===== SOURCE PASSAGE =====

Manomet researchers on Coats Island in Canada’s Hudson Bay have tagged 19 Semipalmated Sandpipers with geolocators, more than half of the 36 they brought for the expedition.

 

Coats Island, the largest uninhabited island south of the Arctic Circle in the Western Hemisphere, is one of two locations where Manomet researchers are camped: the other is by the Canning River Delta on the northern coast of Alaska.

 

Both sites are part of the Arctic Shorebird Demographics Network (ASDN), an international collaboration to determine the causes behind declining populations of shorebirds. The project is led by Manomet, the U.S. Fish and Wildlife Service and Kansas State University.

 

The Semipalmated Sandpiper is a small shorebird that the teams at Canning and Coats Island are monitoring and tagging with geolocators. The devices, if recovered next year, will provide the migration patterns of this species. That data is crucial to determining if and why the population is in decline.

===== RECORD LIST =====

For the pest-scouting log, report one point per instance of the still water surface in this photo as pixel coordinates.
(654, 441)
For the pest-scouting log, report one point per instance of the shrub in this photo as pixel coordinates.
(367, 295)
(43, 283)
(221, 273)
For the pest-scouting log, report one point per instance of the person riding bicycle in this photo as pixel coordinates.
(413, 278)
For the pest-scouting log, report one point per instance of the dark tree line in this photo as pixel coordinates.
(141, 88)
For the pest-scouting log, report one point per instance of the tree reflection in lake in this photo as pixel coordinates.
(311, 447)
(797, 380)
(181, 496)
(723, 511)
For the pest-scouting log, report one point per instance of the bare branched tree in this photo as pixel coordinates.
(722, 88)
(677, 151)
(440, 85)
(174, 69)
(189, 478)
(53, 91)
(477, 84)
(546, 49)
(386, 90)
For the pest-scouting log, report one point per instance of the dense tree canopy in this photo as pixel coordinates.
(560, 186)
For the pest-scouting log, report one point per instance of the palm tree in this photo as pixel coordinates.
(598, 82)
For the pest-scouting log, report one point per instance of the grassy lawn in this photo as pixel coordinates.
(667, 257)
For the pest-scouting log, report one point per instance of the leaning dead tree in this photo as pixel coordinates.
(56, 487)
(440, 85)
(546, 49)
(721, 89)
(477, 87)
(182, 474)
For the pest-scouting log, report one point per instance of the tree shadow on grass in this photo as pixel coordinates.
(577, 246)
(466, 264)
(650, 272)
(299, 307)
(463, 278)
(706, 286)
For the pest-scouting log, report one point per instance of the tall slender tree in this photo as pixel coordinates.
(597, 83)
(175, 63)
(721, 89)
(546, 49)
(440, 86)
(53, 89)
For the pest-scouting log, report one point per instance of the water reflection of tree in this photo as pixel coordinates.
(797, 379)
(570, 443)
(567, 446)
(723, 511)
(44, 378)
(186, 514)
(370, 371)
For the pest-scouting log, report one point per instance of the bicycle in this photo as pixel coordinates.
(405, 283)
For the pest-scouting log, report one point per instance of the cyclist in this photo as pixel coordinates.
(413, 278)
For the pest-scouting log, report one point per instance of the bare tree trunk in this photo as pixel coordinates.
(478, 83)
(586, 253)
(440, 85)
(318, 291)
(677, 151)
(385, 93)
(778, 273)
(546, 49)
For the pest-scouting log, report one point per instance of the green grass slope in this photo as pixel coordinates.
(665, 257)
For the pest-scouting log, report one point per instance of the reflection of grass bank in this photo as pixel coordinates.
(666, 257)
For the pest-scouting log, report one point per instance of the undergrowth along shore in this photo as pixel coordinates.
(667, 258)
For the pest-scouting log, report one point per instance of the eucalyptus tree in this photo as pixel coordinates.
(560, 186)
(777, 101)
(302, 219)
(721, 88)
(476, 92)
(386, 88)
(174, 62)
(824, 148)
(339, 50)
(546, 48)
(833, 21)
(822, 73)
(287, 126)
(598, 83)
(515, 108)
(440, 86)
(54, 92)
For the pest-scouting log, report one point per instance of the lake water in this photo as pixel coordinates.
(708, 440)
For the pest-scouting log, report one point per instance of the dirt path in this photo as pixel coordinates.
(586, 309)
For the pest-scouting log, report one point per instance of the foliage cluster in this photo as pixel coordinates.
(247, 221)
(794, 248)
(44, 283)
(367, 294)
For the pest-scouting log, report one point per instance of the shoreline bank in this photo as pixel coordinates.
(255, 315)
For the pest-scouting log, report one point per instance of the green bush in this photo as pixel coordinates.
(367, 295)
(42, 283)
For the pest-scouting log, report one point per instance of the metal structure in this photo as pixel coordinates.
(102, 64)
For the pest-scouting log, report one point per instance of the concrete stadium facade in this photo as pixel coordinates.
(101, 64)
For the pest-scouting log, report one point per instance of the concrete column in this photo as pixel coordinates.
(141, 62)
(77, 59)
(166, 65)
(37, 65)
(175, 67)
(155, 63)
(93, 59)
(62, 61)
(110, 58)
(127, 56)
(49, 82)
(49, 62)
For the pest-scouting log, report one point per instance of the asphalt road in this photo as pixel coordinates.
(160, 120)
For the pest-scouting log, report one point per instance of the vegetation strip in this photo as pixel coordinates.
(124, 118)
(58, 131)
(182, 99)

=====

Copy out the whole sandpiper-tagging passage above, word for word.

Manomet researchers on Coats Island in Canada’s Hudson Bay have tagged 19 Semipalmated Sandpipers with geolocators, more than half of the 36 they brought for the expedition.

 

Coats Island, the largest uninhabited island south of the Arctic Circle in the Western Hemisphere, is one of two locations where Manomet researchers are camped: the other is by the Canning River Delta on the northern coast of Alaska.

 

Both sites are part of the Arctic Shorebird Demographics Network (ASDN), an international collaboration to determine the causes behind declining populations of shorebirds. The project is led by Manomet, the U.S. Fish and Wildlife Service and Kansas State University.

 

The Semipalmated Sandpiper is a small shorebird that the teams at Canning and Coats Island are monitoring and tagging with geolocators. The devices, if recovered next year, will provide the migration patterns of this species. That data is crucial to determining if and why the population is in decline.